Directions for this task: Each line from the one holding "pixel 128 71" to the last line below must be written out exactly, with no other output.

Natural-language object grounding data:
================
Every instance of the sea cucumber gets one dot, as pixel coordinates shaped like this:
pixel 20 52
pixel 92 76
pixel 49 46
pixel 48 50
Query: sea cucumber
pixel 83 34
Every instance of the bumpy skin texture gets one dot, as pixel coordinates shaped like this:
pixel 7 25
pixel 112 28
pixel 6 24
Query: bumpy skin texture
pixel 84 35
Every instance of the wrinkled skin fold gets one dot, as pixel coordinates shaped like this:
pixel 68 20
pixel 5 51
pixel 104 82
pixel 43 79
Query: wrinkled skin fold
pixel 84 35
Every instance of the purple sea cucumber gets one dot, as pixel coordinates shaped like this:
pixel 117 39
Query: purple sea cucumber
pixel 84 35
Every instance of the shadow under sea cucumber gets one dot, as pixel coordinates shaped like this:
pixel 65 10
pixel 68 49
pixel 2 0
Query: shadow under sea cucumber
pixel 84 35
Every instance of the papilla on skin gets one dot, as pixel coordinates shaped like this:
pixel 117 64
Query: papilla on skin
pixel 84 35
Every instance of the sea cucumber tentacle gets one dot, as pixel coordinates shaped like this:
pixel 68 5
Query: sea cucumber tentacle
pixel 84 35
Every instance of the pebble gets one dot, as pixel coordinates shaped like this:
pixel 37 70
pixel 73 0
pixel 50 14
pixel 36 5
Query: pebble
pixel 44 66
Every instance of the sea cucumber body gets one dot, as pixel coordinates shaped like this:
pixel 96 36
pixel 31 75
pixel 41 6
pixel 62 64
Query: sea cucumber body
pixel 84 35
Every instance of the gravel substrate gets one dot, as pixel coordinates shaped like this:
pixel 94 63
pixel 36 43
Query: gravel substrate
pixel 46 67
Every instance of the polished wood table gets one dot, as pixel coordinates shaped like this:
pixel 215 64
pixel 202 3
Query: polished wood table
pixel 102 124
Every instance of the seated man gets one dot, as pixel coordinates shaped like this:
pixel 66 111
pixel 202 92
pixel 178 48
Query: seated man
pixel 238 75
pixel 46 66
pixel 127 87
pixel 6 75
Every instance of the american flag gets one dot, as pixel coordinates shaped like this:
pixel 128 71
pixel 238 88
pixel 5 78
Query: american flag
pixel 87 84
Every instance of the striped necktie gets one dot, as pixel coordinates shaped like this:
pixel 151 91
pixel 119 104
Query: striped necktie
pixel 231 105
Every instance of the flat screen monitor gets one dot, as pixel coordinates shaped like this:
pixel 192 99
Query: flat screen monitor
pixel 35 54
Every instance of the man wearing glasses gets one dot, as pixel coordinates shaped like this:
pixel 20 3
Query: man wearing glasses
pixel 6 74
================
Result below:
pixel 128 71
pixel 238 88
pixel 5 78
Query: american flag
pixel 87 84
Every instance of the striped necktie gets one dot, as pixel coordinates shaped like this:
pixel 151 91
pixel 119 104
Query: striped necktie
pixel 231 105
Every instance of the flat screen monitor gets one dot, as pixel coordinates shaped like this:
pixel 192 99
Query: flat screen monitor
pixel 35 54
Every instance of the man wearing glasses gets one dot, as pixel coordinates shaped like this:
pixel 20 3
Query: man wearing glasses
pixel 6 74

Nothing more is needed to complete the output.